'''
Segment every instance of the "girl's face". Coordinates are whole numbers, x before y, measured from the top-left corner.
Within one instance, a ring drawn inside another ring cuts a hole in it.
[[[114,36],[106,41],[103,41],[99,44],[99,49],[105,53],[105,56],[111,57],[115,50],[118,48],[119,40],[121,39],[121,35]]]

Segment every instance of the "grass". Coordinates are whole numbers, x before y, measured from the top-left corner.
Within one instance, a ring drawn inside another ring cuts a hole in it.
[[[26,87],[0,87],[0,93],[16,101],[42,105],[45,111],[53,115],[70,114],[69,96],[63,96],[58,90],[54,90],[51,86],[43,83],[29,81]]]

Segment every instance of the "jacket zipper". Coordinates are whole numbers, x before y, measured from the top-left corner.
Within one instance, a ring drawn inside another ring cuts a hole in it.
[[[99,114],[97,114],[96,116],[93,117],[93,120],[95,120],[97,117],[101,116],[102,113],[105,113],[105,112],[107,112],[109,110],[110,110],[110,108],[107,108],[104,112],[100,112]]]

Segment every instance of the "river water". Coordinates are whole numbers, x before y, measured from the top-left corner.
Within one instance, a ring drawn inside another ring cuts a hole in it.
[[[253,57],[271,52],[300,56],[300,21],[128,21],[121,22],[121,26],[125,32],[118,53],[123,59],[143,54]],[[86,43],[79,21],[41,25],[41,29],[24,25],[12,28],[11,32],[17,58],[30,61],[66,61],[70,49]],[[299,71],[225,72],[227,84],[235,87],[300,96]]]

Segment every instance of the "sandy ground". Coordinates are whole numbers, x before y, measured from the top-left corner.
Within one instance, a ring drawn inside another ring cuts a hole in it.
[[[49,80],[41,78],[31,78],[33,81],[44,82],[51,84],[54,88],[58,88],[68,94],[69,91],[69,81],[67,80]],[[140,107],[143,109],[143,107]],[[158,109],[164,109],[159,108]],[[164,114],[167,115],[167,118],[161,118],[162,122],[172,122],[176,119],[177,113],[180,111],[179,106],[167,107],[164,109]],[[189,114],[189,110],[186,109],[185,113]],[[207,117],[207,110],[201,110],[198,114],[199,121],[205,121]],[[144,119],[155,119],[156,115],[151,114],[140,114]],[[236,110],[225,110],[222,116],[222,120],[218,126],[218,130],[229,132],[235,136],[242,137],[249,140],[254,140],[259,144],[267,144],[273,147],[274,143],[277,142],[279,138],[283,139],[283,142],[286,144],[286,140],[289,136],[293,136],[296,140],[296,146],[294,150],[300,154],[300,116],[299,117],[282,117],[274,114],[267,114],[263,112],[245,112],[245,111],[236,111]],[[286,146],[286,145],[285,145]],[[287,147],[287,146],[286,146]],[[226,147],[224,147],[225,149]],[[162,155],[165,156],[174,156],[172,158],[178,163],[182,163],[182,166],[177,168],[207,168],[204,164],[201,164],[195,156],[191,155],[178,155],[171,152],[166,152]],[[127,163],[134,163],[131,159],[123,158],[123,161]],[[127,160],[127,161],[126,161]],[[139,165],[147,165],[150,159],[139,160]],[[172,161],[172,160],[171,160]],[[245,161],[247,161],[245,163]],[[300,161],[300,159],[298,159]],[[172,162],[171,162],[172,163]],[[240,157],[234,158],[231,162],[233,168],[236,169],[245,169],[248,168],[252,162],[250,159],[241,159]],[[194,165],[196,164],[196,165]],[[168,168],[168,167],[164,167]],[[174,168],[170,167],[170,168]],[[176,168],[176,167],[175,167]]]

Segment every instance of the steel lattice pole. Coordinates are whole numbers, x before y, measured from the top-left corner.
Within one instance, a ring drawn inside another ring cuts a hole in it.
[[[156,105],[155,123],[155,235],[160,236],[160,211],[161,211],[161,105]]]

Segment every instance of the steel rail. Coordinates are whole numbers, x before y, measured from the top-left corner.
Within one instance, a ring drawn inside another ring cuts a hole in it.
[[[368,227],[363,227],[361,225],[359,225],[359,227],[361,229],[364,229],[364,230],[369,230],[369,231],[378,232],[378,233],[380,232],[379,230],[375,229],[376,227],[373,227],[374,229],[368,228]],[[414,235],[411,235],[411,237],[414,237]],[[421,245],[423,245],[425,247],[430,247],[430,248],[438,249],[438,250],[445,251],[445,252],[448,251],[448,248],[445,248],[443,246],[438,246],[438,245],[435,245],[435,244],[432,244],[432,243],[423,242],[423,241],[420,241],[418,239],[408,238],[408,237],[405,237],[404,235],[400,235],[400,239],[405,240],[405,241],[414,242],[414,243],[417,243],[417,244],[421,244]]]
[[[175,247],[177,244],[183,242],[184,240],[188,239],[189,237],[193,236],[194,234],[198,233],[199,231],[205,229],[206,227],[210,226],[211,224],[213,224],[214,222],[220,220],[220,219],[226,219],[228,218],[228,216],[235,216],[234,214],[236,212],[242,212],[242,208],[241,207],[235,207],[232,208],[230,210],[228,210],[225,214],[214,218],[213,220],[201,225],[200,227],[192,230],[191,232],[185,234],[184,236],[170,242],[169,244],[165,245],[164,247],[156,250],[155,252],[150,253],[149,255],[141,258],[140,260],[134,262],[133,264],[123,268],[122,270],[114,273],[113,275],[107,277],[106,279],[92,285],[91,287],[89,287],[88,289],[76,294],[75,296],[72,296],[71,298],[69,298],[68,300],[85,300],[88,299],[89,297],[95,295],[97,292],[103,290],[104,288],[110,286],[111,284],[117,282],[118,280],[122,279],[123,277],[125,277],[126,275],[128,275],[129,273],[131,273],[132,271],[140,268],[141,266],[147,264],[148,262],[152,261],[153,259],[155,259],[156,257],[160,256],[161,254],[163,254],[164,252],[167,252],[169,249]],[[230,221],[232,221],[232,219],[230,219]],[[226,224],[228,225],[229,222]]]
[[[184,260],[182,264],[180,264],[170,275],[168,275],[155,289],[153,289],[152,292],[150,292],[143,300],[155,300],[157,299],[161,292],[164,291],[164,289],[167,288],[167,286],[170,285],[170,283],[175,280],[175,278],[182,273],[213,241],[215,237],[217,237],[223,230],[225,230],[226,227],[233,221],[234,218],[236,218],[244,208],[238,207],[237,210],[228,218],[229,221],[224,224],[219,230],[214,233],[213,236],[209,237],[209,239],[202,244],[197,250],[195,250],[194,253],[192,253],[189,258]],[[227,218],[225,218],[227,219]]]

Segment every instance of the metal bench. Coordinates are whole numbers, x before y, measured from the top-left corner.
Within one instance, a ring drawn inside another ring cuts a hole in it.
'''
▶ TASK OBJECTIVE
Copy all of the data above line for line, changing nothing.

▶ SOLVED PROBLEM
Segment every instance of the "girl's face". Coordinates are whole numbers, x before y, measured from the top-left corner.
Within one instance, a ring drawn inside another ring cuts a hole in it.
[[[114,36],[106,41],[103,41],[99,44],[99,49],[105,53],[105,56],[111,57],[115,50],[118,48],[119,40],[121,39],[121,35]]]

Segment every instance of the "grass". Coordinates are whole numbers, x before y, measured from the top-left corner.
Within one instance, a ring drawn inside another ring cuts a hole in it.
[[[26,87],[0,87],[0,93],[16,101],[42,105],[45,111],[53,115],[70,114],[69,96],[63,96],[58,90],[54,90],[51,86],[43,83],[29,81]]]

Segment every instance of the "jacket zipper". Coordinates are whole numbers, x before y, measured from the top-left corner.
Within one instance, a ring drawn inside another ring cuts a hole in it.
[[[99,114],[97,114],[96,116],[93,117],[93,120],[95,120],[97,117],[101,116],[102,113],[105,113],[105,112],[107,112],[109,110],[110,110],[110,108],[107,108],[104,112],[100,112]]]

Segment every instance of the "river water". Coordinates are whole numbers, x before y, measured from the top-left corner.
Within one instance, a ring drawn inside another ring cuts a hole in it.
[[[253,57],[271,52],[300,56],[300,21],[128,21],[121,22],[121,26],[125,32],[118,53],[123,59],[143,54]],[[86,43],[79,21],[41,25],[41,29],[24,25],[12,28],[11,32],[17,58],[30,61],[66,61],[70,49]],[[299,71],[225,72],[227,84],[235,87],[300,96]]]

Segment every instance of the "sandy ground". Coordinates are whole numbers, x before y, measured from the top-left corner.
Within one instance, a ring drawn inside another ring cuts a hole in it.
[[[49,80],[41,78],[31,78],[33,81],[44,82],[51,84],[54,88],[58,88],[68,94],[69,91],[69,81],[67,80]],[[140,107],[143,109],[143,107]],[[158,109],[164,109],[159,108]],[[164,114],[167,115],[167,118],[161,118],[162,122],[172,122],[176,119],[177,113],[180,111],[179,106],[167,107],[164,109]],[[189,114],[189,110],[186,109],[185,113]],[[207,117],[207,110],[201,110],[198,114],[199,121],[205,121]],[[144,119],[155,119],[156,115],[151,114],[140,114]],[[236,110],[225,110],[222,116],[222,120],[218,126],[218,130],[229,132],[235,136],[242,137],[249,140],[254,140],[259,144],[267,144],[273,147],[274,143],[277,142],[279,138],[283,139],[283,142],[286,144],[286,140],[289,136],[293,136],[296,140],[296,146],[294,150],[300,154],[300,116],[299,117],[282,117],[274,114],[267,114],[263,112],[245,112],[245,111],[236,111]],[[286,146],[286,145],[285,145]],[[287,147],[287,146],[286,146]],[[226,147],[224,147],[225,149]],[[162,155],[165,156],[174,156],[172,158],[178,163],[182,163],[182,166],[177,168],[207,168],[204,164],[201,164],[195,156],[191,155],[178,155],[171,152],[166,152]],[[127,163],[134,163],[131,159],[123,158],[123,161]],[[127,160],[127,161],[126,161]],[[139,165],[147,165],[150,159],[139,160]],[[172,161],[172,160],[171,160]],[[245,161],[247,161],[245,163]],[[300,161],[300,159],[298,159]],[[172,162],[171,162],[172,163]],[[240,157],[234,158],[231,162],[233,168],[236,169],[245,169],[248,168],[252,162],[250,159],[241,159]],[[194,165],[196,164],[196,165]],[[168,168],[168,167],[164,167]],[[174,168],[170,167],[170,168]],[[176,168],[176,167],[175,167]]]

Segment every instance of the steel lattice pole. Coordinates are whole numbers, x before y, measured from the top-left corner.
Within one instance, a ring drawn inside another ring cuts a hole in it.
[[[156,105],[155,123],[155,235],[160,236],[160,211],[161,211],[161,105]]]

Segment every instance of the steel rail. Coordinates are whole numbers, x before y, measured from the top-left corner.
Within one instance, a ring drawn inside another ring cuts a hole in it.
[[[368,227],[363,227],[361,225],[359,225],[359,227],[361,229],[364,229],[364,230],[369,230],[369,231],[378,232],[378,233],[380,232],[379,230],[375,229],[376,227],[373,227],[374,229],[368,228]],[[414,235],[411,235],[411,237],[414,237]],[[421,245],[423,245],[425,247],[430,247],[430,248],[438,249],[438,250],[445,251],[445,252],[448,251],[448,248],[445,248],[443,246],[438,246],[438,245],[435,245],[435,244],[432,244],[432,243],[423,242],[423,241],[420,241],[418,239],[408,238],[408,237],[405,237],[404,235],[400,235],[400,239],[405,240],[405,241],[414,242],[414,243],[417,243],[417,244],[421,244]]]
[[[175,247],[177,244],[183,242],[184,240],[188,239],[189,237],[193,236],[194,234],[198,233],[199,231],[205,229],[206,227],[210,226],[211,224],[213,224],[214,222],[220,220],[220,219],[226,219],[228,218],[228,216],[235,216],[234,214],[236,212],[242,212],[242,208],[241,207],[235,207],[232,208],[230,210],[228,210],[225,214],[214,218],[213,220],[201,225],[200,227],[192,230],[191,232],[185,234],[184,236],[170,242],[169,244],[165,245],[164,247],[156,250],[155,252],[150,253],[149,255],[141,258],[140,260],[134,262],[133,264],[123,268],[122,270],[114,273],[113,275],[107,277],[106,279],[92,285],[91,287],[89,287],[88,289],[76,294],[75,296],[72,296],[71,298],[69,298],[68,300],[85,300],[88,299],[89,297],[95,295],[97,292],[103,290],[104,288],[110,286],[111,284],[117,282],[118,280],[122,279],[123,277],[125,277],[126,275],[128,275],[129,273],[131,273],[132,271],[140,268],[141,266],[147,264],[148,262],[152,261],[153,259],[155,259],[156,257],[160,256],[161,254],[163,254],[164,252],[167,252],[169,249]],[[230,221],[232,221],[232,219],[230,219]],[[226,224],[228,225],[229,222]]]
[[[184,260],[182,264],[180,264],[170,275],[168,275],[155,289],[153,289],[152,292],[150,292],[143,300],[155,300],[157,299],[161,292],[164,291],[164,289],[167,288],[167,286],[170,285],[170,283],[175,280],[175,278],[182,273],[213,241],[215,237],[217,237],[223,230],[225,230],[226,227],[233,221],[234,218],[236,218],[244,208],[238,207],[237,210],[228,218],[229,221],[224,224],[219,230],[214,233],[213,236],[209,237],[209,239],[202,244],[197,250],[195,250],[194,253],[192,253],[189,258]],[[227,218],[225,218],[227,219]]]

Segment every instance of the metal bench. Coordinates are whole numbers, x before y, measured from the top-left corner.
Within one instance, a ring drawn inside another ring cuts a hole in it.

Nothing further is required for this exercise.